*TASK OBJECTIVE:*
Reproduce the records below exactly as they appear, omitting any pictures they contain.
• • • • • • •
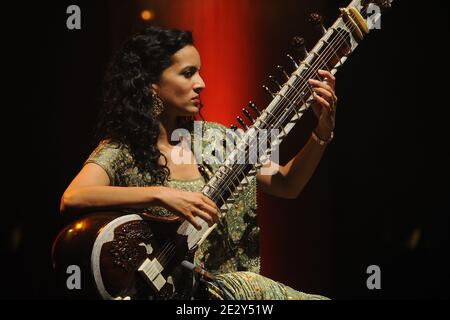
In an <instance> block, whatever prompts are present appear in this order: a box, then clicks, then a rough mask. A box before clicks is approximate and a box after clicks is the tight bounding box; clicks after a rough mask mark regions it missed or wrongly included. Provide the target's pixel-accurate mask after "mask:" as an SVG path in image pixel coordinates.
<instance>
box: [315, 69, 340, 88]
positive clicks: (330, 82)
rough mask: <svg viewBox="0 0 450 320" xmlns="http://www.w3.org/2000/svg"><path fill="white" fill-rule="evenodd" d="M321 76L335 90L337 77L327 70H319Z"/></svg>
mask: <svg viewBox="0 0 450 320" xmlns="http://www.w3.org/2000/svg"><path fill="white" fill-rule="evenodd" d="M317 73H318V74H319V75H320V76H322V77H324V78H325V79H326V80H327V82H328V84H329V85H330V86H331V87H332V88H333V89H334V88H335V86H336V77H335V76H333V74H332V73H331V72H329V71H326V70H319V71H318V72H317Z"/></svg>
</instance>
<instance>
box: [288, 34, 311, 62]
mask: <svg viewBox="0 0 450 320" xmlns="http://www.w3.org/2000/svg"><path fill="white" fill-rule="evenodd" d="M291 44H292V47H293V48H294V50H295V51H296V52H297V53H298V55H299V59H300V61H303V60H304V59H305V58H306V56H307V55H308V51H306V45H305V38H303V37H299V36H295V37H293V38H292V41H291Z"/></svg>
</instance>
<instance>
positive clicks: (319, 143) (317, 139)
mask: <svg viewBox="0 0 450 320" xmlns="http://www.w3.org/2000/svg"><path fill="white" fill-rule="evenodd" d="M311 136H312V137H313V139H314V140H315V141H316V142H317V143H318V144H319V145H321V146H325V145H327V144H329V143H330V142H331V141H332V140H333V138H334V132H333V131H331V135H330V138H329V139H328V140H322V139H320V138H319V137H318V136H317V134H316V133H315V132H314V131H313V132H312V134H311Z"/></svg>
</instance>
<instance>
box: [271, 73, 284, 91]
mask: <svg viewBox="0 0 450 320" xmlns="http://www.w3.org/2000/svg"><path fill="white" fill-rule="evenodd" d="M269 79H270V81H271V82H272V83H274V84H275V85H276V86H277V87H278V88H279V89H281V84H280V83H279V82H278V81H277V79H276V78H275V77H273V76H269Z"/></svg>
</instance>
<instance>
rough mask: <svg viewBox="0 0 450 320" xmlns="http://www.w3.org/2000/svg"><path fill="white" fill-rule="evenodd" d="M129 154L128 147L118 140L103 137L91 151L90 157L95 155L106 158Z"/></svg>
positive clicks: (94, 157) (128, 154)
mask: <svg viewBox="0 0 450 320" xmlns="http://www.w3.org/2000/svg"><path fill="white" fill-rule="evenodd" d="M127 154H128V155H129V148H128V147H127V146H126V145H125V144H123V143H121V142H119V141H114V140H111V139H105V140H102V141H100V142H99V143H98V145H97V147H96V148H95V149H94V151H92V153H91V155H90V158H93V157H94V158H95V157H99V156H101V157H107V158H117V157H120V156H127Z"/></svg>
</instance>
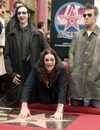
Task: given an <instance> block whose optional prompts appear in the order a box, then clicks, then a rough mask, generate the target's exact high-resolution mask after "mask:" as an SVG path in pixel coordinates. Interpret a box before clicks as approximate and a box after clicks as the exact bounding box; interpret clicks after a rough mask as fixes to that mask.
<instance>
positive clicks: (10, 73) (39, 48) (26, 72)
mask: <svg viewBox="0 0 100 130" xmlns="http://www.w3.org/2000/svg"><path fill="white" fill-rule="evenodd" d="M22 42H23V43H24V44H21V43H22ZM47 47H48V44H47V42H46V41H45V40H44V39H43V38H42V37H40V35H39V34H38V32H37V31H36V30H35V29H34V28H33V27H32V26H31V27H29V26H27V27H26V28H25V29H24V30H21V29H20V28H19V27H18V26H15V29H13V30H12V31H11V32H9V33H8V34H7V36H6V46H5V55H4V56H5V65H6V70H7V73H8V74H10V75H14V74H16V73H19V74H23V75H24V76H25V75H27V74H28V73H29V72H30V70H31V65H32V66H34V64H35V62H36V61H37V60H38V59H39V57H40V53H41V52H42V51H43V49H45V48H47ZM22 52H23V53H22Z"/></svg>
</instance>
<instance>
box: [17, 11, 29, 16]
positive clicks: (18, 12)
mask: <svg viewBox="0 0 100 130" xmlns="http://www.w3.org/2000/svg"><path fill="white" fill-rule="evenodd" d="M21 14H23V15H26V14H27V12H25V11H22V12H17V15H21Z"/></svg>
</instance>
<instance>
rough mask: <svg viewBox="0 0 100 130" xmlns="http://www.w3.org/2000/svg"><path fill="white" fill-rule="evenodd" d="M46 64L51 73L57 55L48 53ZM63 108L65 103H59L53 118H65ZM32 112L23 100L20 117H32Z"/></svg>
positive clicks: (45, 55)
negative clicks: (29, 109) (63, 116)
mask: <svg viewBox="0 0 100 130" xmlns="http://www.w3.org/2000/svg"><path fill="white" fill-rule="evenodd" d="M44 64H45V68H46V70H47V71H48V73H50V72H51V71H52V70H53V68H54V66H55V57H54V55H52V54H47V55H45V57H44ZM63 109H64V104H62V103H58V105H57V109H56V112H55V113H54V114H53V115H51V116H50V117H51V118H55V119H57V120H61V119H63ZM30 116H31V113H30V110H29V108H28V103H27V102H23V103H22V105H21V110H20V114H19V117H21V118H27V117H30Z"/></svg>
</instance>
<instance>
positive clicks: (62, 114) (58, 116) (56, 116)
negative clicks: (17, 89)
mask: <svg viewBox="0 0 100 130" xmlns="http://www.w3.org/2000/svg"><path fill="white" fill-rule="evenodd" d="M51 117H53V118H55V119H57V120H62V119H63V112H60V111H56V112H55V113H54V114H53V115H51Z"/></svg>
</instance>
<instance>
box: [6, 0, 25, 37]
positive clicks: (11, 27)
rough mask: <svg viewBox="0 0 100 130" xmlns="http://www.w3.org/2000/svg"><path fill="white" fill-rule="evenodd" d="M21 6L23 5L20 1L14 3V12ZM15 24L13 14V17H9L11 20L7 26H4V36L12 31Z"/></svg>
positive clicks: (14, 17) (8, 23)
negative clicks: (4, 26)
mask: <svg viewBox="0 0 100 130" xmlns="http://www.w3.org/2000/svg"><path fill="white" fill-rule="evenodd" d="M21 5H23V3H22V2H21V1H16V2H15V3H14V11H16V9H17V8H18V7H19V6H21ZM15 23H16V17H15V13H14V15H13V16H12V17H11V19H10V20H9V21H8V23H7V25H6V35H7V34H8V33H9V32H10V31H12V30H13V29H14V27H15Z"/></svg>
• • • • • • •
*ANSWER SECTION:*
In an <instance> block, whatever prompts are present appear in this order: a box, then clicks, then a rough mask. A box before clicks is approximate and a box after clicks is the tight bounding box; clicks after a rough mask mark regions it missed or wrongly included. Provide the target's pixel-accurate mask after "mask:" as an SVG path in image pixel coordinates.
<instance>
box: [315, 69, 340, 88]
positive clicks: (330, 82)
rough mask: <svg viewBox="0 0 450 320" xmlns="http://www.w3.org/2000/svg"><path fill="white" fill-rule="evenodd" d="M321 76L335 90L337 77L327 70H319Z"/></svg>
mask: <svg viewBox="0 0 450 320" xmlns="http://www.w3.org/2000/svg"><path fill="white" fill-rule="evenodd" d="M317 73H318V74H319V75H320V76H322V77H324V78H325V79H326V80H327V82H328V84H329V85H330V86H331V87H332V88H333V89H334V88H335V86H336V77H335V76H333V74H332V73H331V72H329V71H326V70H319V71H318V72H317Z"/></svg>
</instance>
<instance>
box: [288, 34, 311, 62]
mask: <svg viewBox="0 0 450 320" xmlns="http://www.w3.org/2000/svg"><path fill="white" fill-rule="evenodd" d="M291 44H292V47H293V48H294V50H295V51H296V52H297V53H298V55H299V59H300V61H303V60H304V59H305V58H306V56H307V55H308V51H306V45H305V38H303V37H299V36H295V37H293V38H292V41H291Z"/></svg>
</instance>
<instance>
positive clicks: (319, 143) (317, 139)
mask: <svg viewBox="0 0 450 320" xmlns="http://www.w3.org/2000/svg"><path fill="white" fill-rule="evenodd" d="M311 136H312V137H313V139H314V140H315V141H316V142H317V143H318V144H319V145H321V146H325V145H327V144H329V143H330V142H331V141H332V140H333V138H334V132H333V131H331V135H330V138H329V139H328V140H322V139H320V138H319V137H318V136H317V134H316V133H315V132H314V131H313V132H312V134H311Z"/></svg>
</instance>
<instance>
box: [271, 73, 284, 91]
mask: <svg viewBox="0 0 450 320" xmlns="http://www.w3.org/2000/svg"><path fill="white" fill-rule="evenodd" d="M269 79H270V81H271V82H272V83H274V84H275V85H276V86H277V87H278V88H279V89H281V84H280V83H279V82H278V81H277V79H276V78H275V77H273V76H269Z"/></svg>
</instance>
<instance>
rough mask: <svg viewBox="0 0 450 320" xmlns="http://www.w3.org/2000/svg"><path fill="white" fill-rule="evenodd" d="M129 154L128 147L118 140L103 137L91 151L90 157L95 155L106 158Z"/></svg>
positive clicks: (94, 157) (128, 154)
mask: <svg viewBox="0 0 450 320" xmlns="http://www.w3.org/2000/svg"><path fill="white" fill-rule="evenodd" d="M127 154H128V155H129V148H128V147H127V146H126V145H125V144H123V143H121V142H119V141H114V140H111V139H105V140H102V141H100V142H99V143H98V145H97V147H96V148H95V149H94V151H92V153H91V155H90V158H93V157H94V158H95V157H99V156H101V157H107V158H117V157H120V156H127Z"/></svg>
</instance>
Task: given an <instance> block whose optional prompts appear in the order a box, then clicks, then a rough mask, generate the target's exact high-resolution mask after "mask:" as an SVG path in pixel coordinates. Interpret a box before clicks as approximate and a box after clicks as the exact bounding box; interpret clicks after a rough mask as fixes to that mask.
<instance>
positive clicks: (10, 73) (39, 48) (26, 72)
mask: <svg viewBox="0 0 100 130" xmlns="http://www.w3.org/2000/svg"><path fill="white" fill-rule="evenodd" d="M22 42H23V43H24V44H21V43H22ZM47 47H48V44H47V42H46V41H45V40H44V39H43V38H42V37H40V35H39V34H38V32H37V31H36V30H35V29H34V28H33V27H32V26H31V27H29V26H27V27H26V28H25V29H24V30H21V29H20V28H19V27H18V26H15V29H13V30H12V31H11V32H9V33H8V34H7V36H6V46H5V55H4V56H5V65H6V70H7V73H8V74H10V75H14V74H16V73H19V74H23V75H24V76H25V75H27V74H28V73H29V72H30V70H31V65H32V66H34V64H35V62H36V61H37V60H38V59H39V57H40V53H41V52H42V51H43V49H45V48H47ZM22 52H23V53H22Z"/></svg>
</instance>
<instance>
box: [17, 11, 29, 16]
positive clicks: (18, 12)
mask: <svg viewBox="0 0 100 130" xmlns="http://www.w3.org/2000/svg"><path fill="white" fill-rule="evenodd" d="M21 14H23V15H26V14H27V12H25V11H22V12H17V15H21Z"/></svg>
</instance>
<instance>
rough mask: <svg viewBox="0 0 100 130" xmlns="http://www.w3.org/2000/svg"><path fill="white" fill-rule="evenodd" d="M46 64L51 73L57 55L48 53ZM63 108L65 103H59L53 118H65ZM32 112L23 100L20 117H32Z"/></svg>
positive clicks: (45, 55)
negative clicks: (29, 109) (63, 116)
mask: <svg viewBox="0 0 100 130" xmlns="http://www.w3.org/2000/svg"><path fill="white" fill-rule="evenodd" d="M44 64H45V68H46V70H47V71H48V73H50V72H51V71H52V70H53V68H54V66H55V57H54V55H52V54H47V55H45V57H44ZM63 109H64V104H62V103H58V105H57V109H56V112H55V113H54V114H53V115H51V116H50V117H51V118H55V119H57V120H61V119H63ZM30 116H31V113H30V110H29V108H28V103H27V102H23V103H22V105H21V110H20V114H19V117H21V118H27V117H30Z"/></svg>
</instance>
<instance>
positive clicks: (62, 114) (58, 116) (56, 116)
negative clicks: (17, 89)
mask: <svg viewBox="0 0 100 130" xmlns="http://www.w3.org/2000/svg"><path fill="white" fill-rule="evenodd" d="M51 117H53V118H55V119H57V120H62V119H63V112H60V111H56V112H55V113H54V114H53V115H51Z"/></svg>
</instance>
<instance>
box: [6, 0, 25, 37]
positive clicks: (11, 27)
rough mask: <svg viewBox="0 0 100 130" xmlns="http://www.w3.org/2000/svg"><path fill="white" fill-rule="evenodd" d="M21 6L23 5L20 1L14 3V12ZM15 24L13 14V17H9L11 20L7 26H4V36L12 31Z"/></svg>
positive clicks: (14, 17) (8, 23)
negative clicks: (4, 26)
mask: <svg viewBox="0 0 100 130" xmlns="http://www.w3.org/2000/svg"><path fill="white" fill-rule="evenodd" d="M21 5H23V3H22V2H21V1H16V2H15V3H14V11H16V9H17V8H18V7H19V6H21ZM15 23H16V17H15V13H14V15H13V16H12V17H11V19H10V20H9V21H8V23H7V25H6V35H7V34H8V33H9V32H10V31H12V30H13V29H14V27H15Z"/></svg>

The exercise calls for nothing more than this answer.